▸ What is required
Present every line of the items below as a single numbered list, omitting any blank lines. Leave the pictures out of your answer.

"""

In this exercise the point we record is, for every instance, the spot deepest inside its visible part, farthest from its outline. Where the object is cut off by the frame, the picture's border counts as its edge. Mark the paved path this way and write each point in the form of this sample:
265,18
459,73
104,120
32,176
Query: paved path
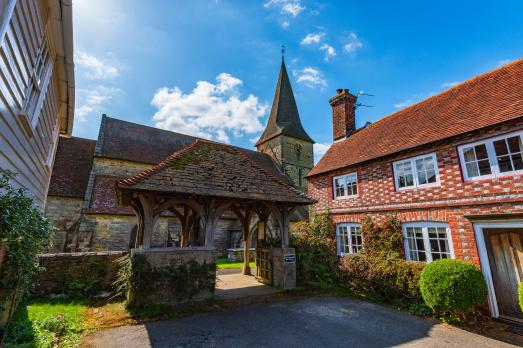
317,322
232,284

"""

▸ Solved exercise
1. In this exercise the point we record is, for every instance, the spot deepest inside its visible part, farthest from its outline. Where the object is cut off by the frame, the picture's border counts as its edge. Mark the paved path this way and write each point in the form of this sample:
2. 265,18
3. 459,73
4. 104,120
5. 32,176
6. Query: paved path
7. 317,322
8. 232,284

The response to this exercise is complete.